▶ [Aim of the exercise] The range starts at the line containing "Can you find the white plastic" and ends at the last line of the records below. Reproduce those lines exactly.

▶ [Records for this exercise]
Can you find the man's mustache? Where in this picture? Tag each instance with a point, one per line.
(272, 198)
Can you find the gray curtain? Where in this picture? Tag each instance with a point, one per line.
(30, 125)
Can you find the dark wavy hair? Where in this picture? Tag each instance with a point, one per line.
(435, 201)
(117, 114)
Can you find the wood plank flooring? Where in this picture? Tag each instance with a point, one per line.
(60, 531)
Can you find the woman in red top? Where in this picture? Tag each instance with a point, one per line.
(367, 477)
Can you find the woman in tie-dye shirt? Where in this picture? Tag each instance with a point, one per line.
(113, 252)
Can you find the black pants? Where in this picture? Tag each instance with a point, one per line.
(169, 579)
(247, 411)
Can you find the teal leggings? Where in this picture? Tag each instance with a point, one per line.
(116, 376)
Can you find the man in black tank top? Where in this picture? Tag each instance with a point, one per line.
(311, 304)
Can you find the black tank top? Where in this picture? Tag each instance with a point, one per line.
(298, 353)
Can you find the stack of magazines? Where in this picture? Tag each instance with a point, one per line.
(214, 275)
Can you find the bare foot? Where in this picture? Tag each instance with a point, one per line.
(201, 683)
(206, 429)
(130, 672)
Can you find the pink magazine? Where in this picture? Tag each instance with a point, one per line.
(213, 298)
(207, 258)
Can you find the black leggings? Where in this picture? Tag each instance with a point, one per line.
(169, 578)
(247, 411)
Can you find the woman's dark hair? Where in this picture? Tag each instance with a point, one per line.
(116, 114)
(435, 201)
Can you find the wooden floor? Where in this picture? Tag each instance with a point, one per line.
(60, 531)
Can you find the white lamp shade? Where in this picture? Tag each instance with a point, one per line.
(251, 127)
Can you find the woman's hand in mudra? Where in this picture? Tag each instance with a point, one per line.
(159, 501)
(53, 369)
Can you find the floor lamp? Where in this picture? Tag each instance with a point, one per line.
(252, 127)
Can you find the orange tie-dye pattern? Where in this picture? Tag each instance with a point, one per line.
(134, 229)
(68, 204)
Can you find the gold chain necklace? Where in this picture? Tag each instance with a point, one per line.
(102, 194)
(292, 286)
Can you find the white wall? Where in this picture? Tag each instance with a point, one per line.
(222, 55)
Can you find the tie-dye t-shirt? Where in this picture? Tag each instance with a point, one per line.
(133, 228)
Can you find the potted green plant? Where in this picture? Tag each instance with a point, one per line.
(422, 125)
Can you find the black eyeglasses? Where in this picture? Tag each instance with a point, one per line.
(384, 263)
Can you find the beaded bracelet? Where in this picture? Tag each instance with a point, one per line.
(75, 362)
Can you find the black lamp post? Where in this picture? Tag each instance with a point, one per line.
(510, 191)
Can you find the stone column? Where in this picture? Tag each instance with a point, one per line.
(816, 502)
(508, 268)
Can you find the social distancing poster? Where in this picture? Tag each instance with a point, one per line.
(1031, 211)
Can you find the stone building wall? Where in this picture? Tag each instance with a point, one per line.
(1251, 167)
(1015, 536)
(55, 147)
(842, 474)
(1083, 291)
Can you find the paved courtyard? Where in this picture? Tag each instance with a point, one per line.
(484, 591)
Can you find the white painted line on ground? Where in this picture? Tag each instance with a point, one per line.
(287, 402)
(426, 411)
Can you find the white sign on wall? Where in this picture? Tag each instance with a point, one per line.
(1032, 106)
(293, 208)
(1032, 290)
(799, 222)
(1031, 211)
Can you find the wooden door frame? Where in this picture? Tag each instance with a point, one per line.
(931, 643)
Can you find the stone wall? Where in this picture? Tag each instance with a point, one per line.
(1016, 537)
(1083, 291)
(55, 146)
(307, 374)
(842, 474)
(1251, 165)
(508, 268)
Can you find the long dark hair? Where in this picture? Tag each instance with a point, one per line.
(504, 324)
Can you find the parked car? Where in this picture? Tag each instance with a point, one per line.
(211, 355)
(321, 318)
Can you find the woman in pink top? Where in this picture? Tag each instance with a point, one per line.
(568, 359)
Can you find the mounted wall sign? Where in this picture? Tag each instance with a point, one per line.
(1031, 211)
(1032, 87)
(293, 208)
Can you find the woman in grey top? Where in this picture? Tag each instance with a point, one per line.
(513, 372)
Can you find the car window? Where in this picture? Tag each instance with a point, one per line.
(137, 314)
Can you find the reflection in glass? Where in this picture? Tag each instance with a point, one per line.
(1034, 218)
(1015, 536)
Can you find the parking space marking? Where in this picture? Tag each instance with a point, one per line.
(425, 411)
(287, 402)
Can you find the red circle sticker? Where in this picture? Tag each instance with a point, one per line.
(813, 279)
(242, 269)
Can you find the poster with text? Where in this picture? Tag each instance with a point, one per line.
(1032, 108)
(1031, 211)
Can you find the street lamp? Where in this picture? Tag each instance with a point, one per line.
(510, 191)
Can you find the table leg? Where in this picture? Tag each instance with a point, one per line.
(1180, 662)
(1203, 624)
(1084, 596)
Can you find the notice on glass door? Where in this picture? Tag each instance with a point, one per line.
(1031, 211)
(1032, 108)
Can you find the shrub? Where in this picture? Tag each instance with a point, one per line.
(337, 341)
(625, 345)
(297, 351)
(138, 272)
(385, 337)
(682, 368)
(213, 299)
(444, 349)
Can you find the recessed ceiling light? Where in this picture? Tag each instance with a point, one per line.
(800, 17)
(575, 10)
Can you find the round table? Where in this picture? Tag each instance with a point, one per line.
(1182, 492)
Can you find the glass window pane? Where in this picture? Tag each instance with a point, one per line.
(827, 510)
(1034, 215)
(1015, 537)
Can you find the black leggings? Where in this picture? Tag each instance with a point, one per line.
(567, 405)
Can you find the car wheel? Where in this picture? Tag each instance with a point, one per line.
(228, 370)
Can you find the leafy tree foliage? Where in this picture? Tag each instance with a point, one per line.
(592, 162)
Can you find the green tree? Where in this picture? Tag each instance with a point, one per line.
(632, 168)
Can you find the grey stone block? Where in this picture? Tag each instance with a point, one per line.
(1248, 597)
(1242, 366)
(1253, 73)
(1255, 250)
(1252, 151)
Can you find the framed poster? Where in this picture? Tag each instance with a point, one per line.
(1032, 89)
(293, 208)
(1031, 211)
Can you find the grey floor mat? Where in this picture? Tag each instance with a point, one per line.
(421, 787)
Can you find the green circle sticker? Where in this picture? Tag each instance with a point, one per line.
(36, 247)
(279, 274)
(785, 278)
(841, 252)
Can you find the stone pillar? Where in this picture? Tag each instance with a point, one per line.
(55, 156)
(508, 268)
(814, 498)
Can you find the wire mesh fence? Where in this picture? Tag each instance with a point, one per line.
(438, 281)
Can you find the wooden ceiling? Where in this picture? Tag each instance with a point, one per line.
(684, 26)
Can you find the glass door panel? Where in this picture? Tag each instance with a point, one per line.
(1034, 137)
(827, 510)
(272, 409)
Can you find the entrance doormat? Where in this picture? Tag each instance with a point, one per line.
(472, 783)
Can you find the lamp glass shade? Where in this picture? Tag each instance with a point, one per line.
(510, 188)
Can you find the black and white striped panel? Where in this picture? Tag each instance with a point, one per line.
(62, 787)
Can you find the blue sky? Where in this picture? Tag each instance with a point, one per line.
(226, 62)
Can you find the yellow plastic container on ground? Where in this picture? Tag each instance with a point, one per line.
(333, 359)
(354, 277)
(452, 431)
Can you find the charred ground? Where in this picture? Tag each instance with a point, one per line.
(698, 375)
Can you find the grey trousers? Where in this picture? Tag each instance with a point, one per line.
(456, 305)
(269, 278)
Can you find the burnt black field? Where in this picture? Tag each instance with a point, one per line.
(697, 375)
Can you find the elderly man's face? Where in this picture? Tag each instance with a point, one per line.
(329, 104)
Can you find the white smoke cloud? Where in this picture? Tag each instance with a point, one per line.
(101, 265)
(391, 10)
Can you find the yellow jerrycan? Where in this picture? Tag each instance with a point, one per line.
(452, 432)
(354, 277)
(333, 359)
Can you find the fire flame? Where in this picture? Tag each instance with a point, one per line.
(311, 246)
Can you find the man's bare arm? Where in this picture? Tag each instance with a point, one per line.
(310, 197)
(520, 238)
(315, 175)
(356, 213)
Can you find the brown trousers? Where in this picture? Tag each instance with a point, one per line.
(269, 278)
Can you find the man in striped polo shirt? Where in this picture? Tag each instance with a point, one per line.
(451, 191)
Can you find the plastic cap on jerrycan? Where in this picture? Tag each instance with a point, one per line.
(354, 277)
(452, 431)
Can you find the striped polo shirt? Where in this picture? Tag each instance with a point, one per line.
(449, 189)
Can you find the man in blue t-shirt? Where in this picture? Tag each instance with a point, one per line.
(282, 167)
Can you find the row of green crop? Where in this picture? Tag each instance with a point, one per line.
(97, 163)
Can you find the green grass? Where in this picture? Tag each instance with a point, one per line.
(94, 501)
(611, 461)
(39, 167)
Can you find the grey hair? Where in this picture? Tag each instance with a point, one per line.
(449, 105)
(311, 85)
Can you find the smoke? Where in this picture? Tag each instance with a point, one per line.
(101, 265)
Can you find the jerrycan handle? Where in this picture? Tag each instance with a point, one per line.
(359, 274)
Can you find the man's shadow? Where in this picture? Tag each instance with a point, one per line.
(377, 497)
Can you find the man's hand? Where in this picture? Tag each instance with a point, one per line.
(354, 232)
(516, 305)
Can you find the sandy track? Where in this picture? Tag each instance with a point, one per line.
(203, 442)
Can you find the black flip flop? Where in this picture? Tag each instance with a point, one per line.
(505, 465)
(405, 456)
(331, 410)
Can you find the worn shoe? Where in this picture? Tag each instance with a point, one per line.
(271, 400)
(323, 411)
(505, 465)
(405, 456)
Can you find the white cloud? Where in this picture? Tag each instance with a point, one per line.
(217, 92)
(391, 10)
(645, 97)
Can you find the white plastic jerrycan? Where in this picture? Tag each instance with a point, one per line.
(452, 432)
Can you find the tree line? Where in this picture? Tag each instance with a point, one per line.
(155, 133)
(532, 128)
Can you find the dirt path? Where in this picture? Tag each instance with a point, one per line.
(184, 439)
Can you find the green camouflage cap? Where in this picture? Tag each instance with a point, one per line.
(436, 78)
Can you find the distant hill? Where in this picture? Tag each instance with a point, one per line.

▶ [Response to the exercise]
Can you find the white plastic jerrycan? Where in this picture? Tag each instance with a point, one per line.
(452, 432)
Can you find the tree line? Where in this picture? Tag each instance with a point, one per line.
(155, 133)
(532, 128)
Can you find the dirt path? Where in this picture? Tag each instance with a point, one per line.
(184, 439)
Can you find the green camouflage cap? Where in this picture? Tag each instance with a point, one per line.
(436, 78)
Can you find the distant hill? Where in this picture? Tag each instance with a point, one per line.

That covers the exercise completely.